Selected excerpt:
────────────────

Analysis of the MHC-II monoclonal antibody HB12-18. (A and B) Anti-MHC-II (M5/114, 25 μg/g body weight) or control IgG were injected i.p. into WT mice on days 0, 4, 7, 10, 13, and 16 after B16F10 inoculation on day 0 into the flank of mice (n = 5 per group). (A) Tumor growth curve. (B) Frequencies of myeloid DC (CD11b+CD11c+) in the peripheral blood on day 15. (C) Splenocytes from C57BL/6J, H2-Aa^cit/cit, or BALB/cJ mice were incubated with different concentrations of HB12-18 (n = 3 per group). MHC-II expression (HB12-18 reactivity) on CD19⁺ B cells was determined by flow cytometry. MFI, mean fluorescence intensity. (D) WT (CD45.1) mice were injected i.v. with CellTrace Violet (CTV)-labeled OT-I CD8 T cells (CD45.2) and CellTrace Far Red (CTF)-labeled OT-II CD4 T cells (CD45.2), and 1 day later, recipients were mock injected (left panel), or injected i.p. with OVA+IgG (middle panel) or OVA+HB12-18 (200 μg/mouse, right panel) (n = 3 per group). Representative flow cytometry plots of CTV-positive OT-I CD8 T cells (CD45.2) and CTF-positive OT-II CD4 T cells (CD45.2) in the spleens of WT recipients (CD45.1) 4 days after immunization. Data points represent individual mice (B). Data are representative of two independent experiments (A–D). Error bars indicate SD (B and C) or SEM (A). P values were determined by Student’s t test (B) or two-way ANOVA with post-hoc Tukey test (A); no difference between treatments was found in A. ****P < 0.0001.

Figure 8.

────────────────

Could you pick up the figure legend on the MHC-II antibody HB12-18 above and continue it from its last line?

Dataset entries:
────────────────

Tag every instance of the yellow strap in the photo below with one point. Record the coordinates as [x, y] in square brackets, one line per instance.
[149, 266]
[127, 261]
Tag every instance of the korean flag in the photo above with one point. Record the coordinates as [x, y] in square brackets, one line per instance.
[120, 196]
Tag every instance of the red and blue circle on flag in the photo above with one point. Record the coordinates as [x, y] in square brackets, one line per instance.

────────────────

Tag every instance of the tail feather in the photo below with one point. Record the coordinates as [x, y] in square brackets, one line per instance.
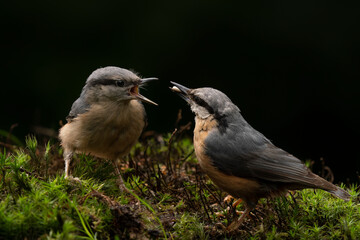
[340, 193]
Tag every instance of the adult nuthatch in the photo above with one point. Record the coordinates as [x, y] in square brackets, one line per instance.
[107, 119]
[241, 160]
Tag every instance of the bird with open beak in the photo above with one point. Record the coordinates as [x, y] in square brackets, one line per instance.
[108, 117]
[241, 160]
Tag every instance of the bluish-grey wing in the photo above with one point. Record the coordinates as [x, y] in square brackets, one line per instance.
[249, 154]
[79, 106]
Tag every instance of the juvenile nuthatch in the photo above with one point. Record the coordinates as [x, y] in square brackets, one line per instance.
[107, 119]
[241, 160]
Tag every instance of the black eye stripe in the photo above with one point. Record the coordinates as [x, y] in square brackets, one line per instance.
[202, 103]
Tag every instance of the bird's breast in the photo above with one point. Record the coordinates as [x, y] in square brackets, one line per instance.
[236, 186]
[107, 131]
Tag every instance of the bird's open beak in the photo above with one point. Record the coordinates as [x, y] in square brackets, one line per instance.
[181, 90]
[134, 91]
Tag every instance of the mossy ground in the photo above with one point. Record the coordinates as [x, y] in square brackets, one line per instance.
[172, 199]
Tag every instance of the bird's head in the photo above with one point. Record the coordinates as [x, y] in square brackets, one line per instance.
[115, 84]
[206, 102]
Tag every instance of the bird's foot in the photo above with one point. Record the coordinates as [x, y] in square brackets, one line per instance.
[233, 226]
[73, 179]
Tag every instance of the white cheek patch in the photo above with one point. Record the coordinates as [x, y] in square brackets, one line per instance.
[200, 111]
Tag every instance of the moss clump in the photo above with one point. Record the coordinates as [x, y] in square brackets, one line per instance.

────────────────

Exercise response:
Model of cDC2 cross-presentation regulated by MHC-II deficiency. T cell activation requires engagement of both T cell receptors (TCR) and receptors for costimulatory molecules (e.g., CD28) by, respectively, MHC-peptide complex (p-MHC-I for CD8 T and p-MHC-II for CD4 T and Treg) and costimulatory molecules on DC (e.g., CD80). In WT mice, CD8 T cells (that mediate tumor killing) are typically primed by cDC1 and CD4 T cells (including Treg) are primed by cDC2; the outcome is that WT hosts are usually tolerant to syngeneic tumors and the tumors expand (left). In contrast, reducing or deleting MHC-II expression or function on cDC2 results in the expansion of the cDC2 population, their elevated MHC-I expression, and enhanced cDC2 cross-priming activity, all of which favor CD8 T proliferation. Conversely, the activation and proliferation of Treg are impeded due to the absence of Treg–cDC2 interaction mediated by TCR and p-MHC-II. The net result is tumor growth inhibition (right). MHC-II deficiency could be achieved by monoclonal antibody HB12-18 treatment or CIITA inhibition.